• CONSIGNE
D'après l'extrait sur la DGFiP, quelle administration a la charge de la TVA à l'importation ?

• EXTRAIT PRÉSENTÉ
┄┄┄┄┄┄┄┄┄┄┄┄┄┄┄┄┄┄┄┄

Concernant la remarque de Thierry Carcenac sur la diminution des effectifs au regard de l'évolution des charges, il est délicat de répondre de façon univoque. La « maison » DGFiP tient son rang. Elle assume ses missions. On ne constate pas d'affaissement généralisé, ni de ses performances, ni de la qualité de ses relations avec les contribuables. Globalement, nous continuons d'avoir une appréciation favorable auprès de nos concitoyens. Cela dit, est-ce que les arbres montent au ciel ? Chacun sait que non. C'est pourquoi dans mon propos liminaire, j'ai insisté sur notre recherche permanente d'allègements et de simplification. L'exemple cité précédemment concernant la dématérialisation des relations entre les ordonnateurs des collectivités territoriales et le comptable public, prévue par le projet de loi NOTRe, illustre le fait que, face à l'évolution de nos moyens, il y a des perspectives d'allègements importants de notre charge de travail.
Concernant plus précisément le CICE, si je me concentre sur ce qui était demandé à l'administration fiscale - c'est-à-dire d'être réactive, mobilisée et à la disposition des entreprises -, je constate que les choses se sont bien passées. À aucun moment, à ma connaissance, les entreprises n'ont critiqué notre administration sur les délais d'imputation ou de remboursement du CICE. En dépit de moyens en attrition, la DGFiP est toujours une administration performante. Mais pour qu'elle le demeure, il convient de faire un certain nombre de réformes.
Je souhaiterais ajouter quelques éléments sur l'économie numérique et la TVA, évoquées par plusieurs sénateurs. Nous avons mis en place une task force sur la TVA, qui rassemble toutes les parties prenantes - dont la DGDDI citée par Thierry Carcenac. Quand bien même la répartition des tâches entre les différentes administrations est relativement claire dans ce domaine - la TVA à l'importation étant à la charge des douanes et la TVA intra-communautaire étant gérée par la DGFiP -, tout système administratif où l'information circule vite est plus performant. Nous avons donc des relations étroites avec la DGDDI.

┄┄┄┄┄┄┄┄┄┄┄┄┄┄┄┄┄┄┄┄

• Éléments d'identification de lieux
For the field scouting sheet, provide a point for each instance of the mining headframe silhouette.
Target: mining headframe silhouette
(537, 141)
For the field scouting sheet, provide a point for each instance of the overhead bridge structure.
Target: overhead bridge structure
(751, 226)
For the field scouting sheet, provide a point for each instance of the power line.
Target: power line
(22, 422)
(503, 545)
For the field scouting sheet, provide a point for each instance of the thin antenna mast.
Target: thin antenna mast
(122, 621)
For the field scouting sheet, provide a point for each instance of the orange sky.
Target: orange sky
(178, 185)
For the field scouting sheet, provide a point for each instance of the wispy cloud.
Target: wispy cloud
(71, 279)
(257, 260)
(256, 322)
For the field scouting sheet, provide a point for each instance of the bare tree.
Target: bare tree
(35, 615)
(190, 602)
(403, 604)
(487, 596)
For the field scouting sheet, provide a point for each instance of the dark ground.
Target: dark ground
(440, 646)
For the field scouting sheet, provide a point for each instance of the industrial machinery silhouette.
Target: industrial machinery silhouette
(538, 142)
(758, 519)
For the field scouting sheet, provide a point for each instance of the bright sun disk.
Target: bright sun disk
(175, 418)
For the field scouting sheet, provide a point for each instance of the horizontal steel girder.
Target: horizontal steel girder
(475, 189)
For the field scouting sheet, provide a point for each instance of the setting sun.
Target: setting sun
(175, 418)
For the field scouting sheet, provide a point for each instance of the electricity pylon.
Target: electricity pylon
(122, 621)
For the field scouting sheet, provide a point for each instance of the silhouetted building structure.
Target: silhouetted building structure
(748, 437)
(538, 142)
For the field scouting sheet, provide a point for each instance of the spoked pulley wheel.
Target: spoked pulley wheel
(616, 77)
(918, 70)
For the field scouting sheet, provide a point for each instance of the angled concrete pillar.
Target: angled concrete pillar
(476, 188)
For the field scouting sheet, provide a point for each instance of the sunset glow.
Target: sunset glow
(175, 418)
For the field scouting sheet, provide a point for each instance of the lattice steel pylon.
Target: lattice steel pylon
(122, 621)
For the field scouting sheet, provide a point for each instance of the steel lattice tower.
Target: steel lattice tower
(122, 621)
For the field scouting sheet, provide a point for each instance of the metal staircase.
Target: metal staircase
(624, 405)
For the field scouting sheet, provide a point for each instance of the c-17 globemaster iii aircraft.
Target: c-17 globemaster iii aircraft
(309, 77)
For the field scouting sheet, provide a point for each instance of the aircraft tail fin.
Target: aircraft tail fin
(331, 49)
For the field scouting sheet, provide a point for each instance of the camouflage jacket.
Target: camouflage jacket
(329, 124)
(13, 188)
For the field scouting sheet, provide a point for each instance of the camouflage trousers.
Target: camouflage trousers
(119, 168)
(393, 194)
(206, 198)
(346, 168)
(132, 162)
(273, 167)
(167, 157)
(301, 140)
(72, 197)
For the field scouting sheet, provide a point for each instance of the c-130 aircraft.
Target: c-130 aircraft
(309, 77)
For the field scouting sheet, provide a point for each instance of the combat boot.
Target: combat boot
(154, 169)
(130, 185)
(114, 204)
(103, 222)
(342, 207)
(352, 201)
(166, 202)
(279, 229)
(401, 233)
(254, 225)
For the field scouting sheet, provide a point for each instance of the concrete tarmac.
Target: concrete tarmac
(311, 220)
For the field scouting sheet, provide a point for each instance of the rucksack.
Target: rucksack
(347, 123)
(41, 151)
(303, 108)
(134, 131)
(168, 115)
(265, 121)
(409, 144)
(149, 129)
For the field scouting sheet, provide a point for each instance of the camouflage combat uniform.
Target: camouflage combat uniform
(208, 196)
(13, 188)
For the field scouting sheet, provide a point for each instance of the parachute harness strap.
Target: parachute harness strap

┄┄┄┄┄┄┄┄┄┄┄┄┄┄┄┄┄┄┄┄

• RÉPONSE COMPLÈTE
Les douanes.